> _THE PROBLEM_: Pull out every line of the records that contains the word "yellow" and copy each one unchanged.

> _SUPPLIED MATERIAL_:
········

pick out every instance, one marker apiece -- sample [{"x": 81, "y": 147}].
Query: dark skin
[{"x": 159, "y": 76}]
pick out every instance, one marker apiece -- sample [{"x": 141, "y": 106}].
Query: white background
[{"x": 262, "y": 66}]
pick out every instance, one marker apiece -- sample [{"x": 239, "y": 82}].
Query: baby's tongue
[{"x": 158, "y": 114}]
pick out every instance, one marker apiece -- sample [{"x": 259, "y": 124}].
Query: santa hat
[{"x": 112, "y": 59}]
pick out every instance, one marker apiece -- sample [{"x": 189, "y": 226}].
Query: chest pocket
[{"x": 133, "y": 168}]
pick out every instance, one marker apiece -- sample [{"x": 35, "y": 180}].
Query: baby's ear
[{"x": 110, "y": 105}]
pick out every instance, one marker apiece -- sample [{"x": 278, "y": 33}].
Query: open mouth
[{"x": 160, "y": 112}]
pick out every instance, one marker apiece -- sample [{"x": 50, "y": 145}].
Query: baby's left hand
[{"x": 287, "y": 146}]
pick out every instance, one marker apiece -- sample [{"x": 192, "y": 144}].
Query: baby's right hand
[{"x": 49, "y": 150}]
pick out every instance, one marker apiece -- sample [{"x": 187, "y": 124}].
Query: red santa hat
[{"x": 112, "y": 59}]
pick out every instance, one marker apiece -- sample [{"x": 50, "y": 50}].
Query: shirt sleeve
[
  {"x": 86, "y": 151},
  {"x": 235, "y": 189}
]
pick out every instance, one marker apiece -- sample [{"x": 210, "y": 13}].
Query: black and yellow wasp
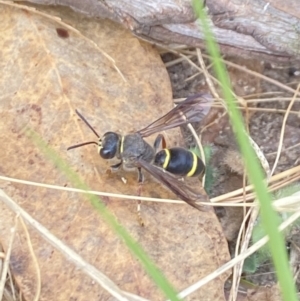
[{"x": 167, "y": 164}]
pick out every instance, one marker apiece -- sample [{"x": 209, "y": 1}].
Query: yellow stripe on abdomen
[
  {"x": 167, "y": 159},
  {"x": 194, "y": 166}
]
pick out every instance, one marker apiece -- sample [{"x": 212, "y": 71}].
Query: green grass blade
[{"x": 136, "y": 250}]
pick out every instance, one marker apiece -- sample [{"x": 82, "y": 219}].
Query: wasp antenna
[
  {"x": 82, "y": 144},
  {"x": 86, "y": 122}
]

········

> _COMPLETED TASK_:
Query: black and yellow wasp
Query: yellow stripe on abdomen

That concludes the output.